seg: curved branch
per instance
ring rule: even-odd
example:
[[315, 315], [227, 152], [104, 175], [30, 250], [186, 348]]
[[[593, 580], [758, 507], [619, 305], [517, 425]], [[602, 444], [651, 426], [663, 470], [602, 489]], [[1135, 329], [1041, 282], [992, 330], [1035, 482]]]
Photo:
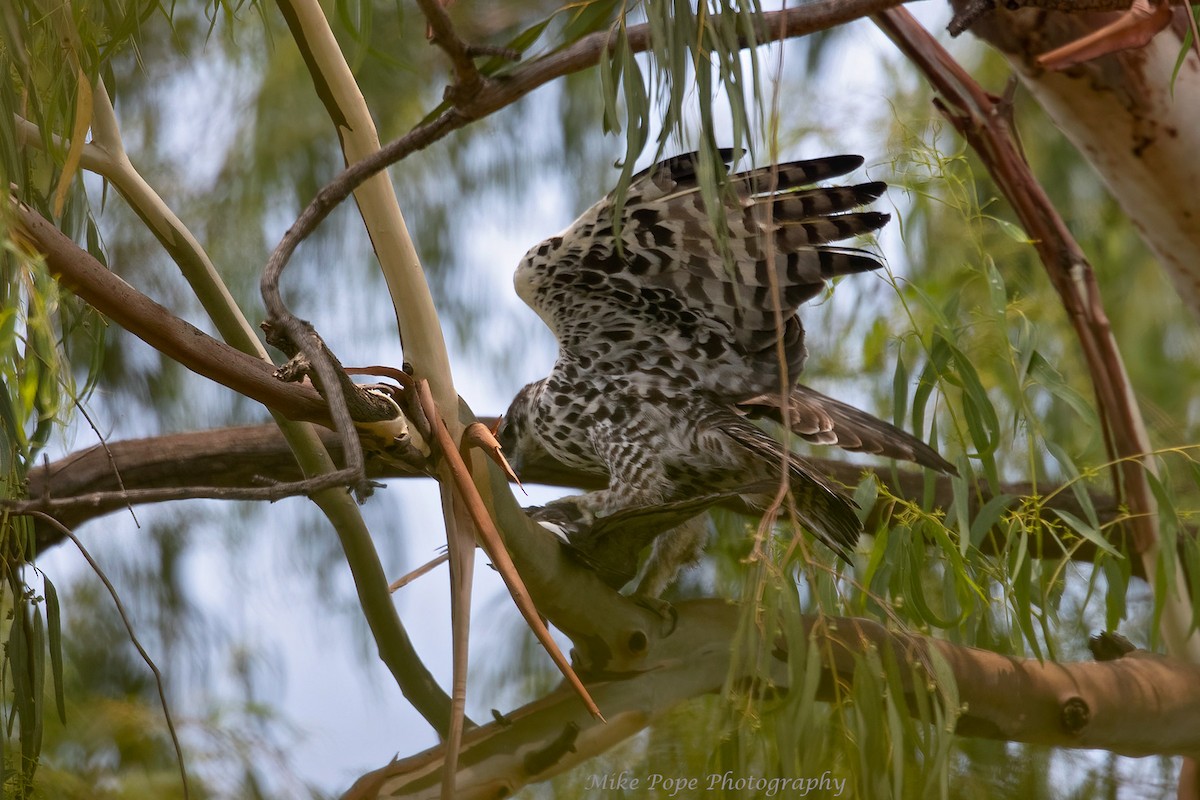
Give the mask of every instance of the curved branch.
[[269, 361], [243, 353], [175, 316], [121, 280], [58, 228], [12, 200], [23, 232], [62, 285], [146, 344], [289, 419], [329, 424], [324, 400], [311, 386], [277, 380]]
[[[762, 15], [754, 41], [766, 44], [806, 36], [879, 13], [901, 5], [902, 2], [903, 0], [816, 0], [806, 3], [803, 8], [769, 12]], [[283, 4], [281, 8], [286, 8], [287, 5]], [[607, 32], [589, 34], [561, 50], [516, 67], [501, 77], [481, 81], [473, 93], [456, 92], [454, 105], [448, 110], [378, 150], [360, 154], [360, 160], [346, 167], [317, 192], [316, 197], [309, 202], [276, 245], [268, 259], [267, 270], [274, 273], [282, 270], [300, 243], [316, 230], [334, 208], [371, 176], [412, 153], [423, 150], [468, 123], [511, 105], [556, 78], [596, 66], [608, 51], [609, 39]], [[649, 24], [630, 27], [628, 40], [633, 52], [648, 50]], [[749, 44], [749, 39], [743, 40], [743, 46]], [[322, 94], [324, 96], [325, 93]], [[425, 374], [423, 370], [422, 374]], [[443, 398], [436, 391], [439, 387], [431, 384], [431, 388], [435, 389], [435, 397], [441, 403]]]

***

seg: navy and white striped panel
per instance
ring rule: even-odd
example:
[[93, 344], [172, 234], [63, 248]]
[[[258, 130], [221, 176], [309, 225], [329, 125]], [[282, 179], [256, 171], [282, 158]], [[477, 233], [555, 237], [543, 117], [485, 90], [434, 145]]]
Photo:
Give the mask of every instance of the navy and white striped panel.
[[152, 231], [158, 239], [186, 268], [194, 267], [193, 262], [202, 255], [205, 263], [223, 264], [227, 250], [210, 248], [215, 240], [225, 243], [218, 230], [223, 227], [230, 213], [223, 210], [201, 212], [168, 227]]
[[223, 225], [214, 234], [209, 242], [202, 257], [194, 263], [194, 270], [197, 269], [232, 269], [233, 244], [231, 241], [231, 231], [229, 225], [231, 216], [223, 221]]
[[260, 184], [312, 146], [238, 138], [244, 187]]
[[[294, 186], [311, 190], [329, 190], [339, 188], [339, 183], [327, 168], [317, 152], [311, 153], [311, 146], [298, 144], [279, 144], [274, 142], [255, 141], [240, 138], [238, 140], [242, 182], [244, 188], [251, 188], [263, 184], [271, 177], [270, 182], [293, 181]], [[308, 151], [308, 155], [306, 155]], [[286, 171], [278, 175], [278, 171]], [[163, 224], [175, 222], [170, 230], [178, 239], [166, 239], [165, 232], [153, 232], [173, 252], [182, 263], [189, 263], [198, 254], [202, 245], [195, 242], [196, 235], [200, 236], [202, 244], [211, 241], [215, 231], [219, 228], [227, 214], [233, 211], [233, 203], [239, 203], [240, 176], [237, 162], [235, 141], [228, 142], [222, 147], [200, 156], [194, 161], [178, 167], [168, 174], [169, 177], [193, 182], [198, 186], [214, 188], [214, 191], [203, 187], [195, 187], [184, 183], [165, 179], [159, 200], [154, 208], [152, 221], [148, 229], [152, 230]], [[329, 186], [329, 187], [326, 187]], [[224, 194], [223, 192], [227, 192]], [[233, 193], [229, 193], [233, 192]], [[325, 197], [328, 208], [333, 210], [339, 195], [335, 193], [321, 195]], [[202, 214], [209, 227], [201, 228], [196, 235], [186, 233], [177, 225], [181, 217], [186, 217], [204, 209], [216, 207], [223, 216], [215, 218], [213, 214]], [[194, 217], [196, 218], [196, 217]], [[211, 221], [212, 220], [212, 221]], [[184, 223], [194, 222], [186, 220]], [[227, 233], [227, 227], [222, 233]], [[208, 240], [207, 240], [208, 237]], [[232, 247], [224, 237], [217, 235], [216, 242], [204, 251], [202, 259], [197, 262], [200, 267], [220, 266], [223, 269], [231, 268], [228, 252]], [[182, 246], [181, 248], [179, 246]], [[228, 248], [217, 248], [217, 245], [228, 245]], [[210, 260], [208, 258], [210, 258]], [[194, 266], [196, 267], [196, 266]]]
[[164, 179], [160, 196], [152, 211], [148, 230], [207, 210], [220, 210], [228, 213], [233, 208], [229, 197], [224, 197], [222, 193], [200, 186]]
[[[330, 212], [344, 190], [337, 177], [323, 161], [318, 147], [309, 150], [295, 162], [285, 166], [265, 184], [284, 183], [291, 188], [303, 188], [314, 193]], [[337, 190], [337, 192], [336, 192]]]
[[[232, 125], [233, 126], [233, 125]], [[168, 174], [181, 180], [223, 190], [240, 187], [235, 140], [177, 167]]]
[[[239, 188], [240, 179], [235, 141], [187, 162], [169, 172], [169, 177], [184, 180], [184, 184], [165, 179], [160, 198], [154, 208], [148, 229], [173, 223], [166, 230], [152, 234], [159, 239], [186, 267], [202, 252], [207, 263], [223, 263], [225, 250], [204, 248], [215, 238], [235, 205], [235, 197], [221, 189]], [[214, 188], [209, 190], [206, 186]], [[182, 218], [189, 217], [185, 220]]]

***

WHAT THE EXERCISE ASKS
Lines wanted from the listing above: the line with "seg: navy and white striped panel" up to and including the line with "[[93, 344], [172, 234], [63, 248]]". Please write them out exactly, adding nothing else.

ANSWER AREA
seg: navy and white striped panel
per instance
ring rule: even-odd
example:
[[93, 344], [172, 234], [63, 248]]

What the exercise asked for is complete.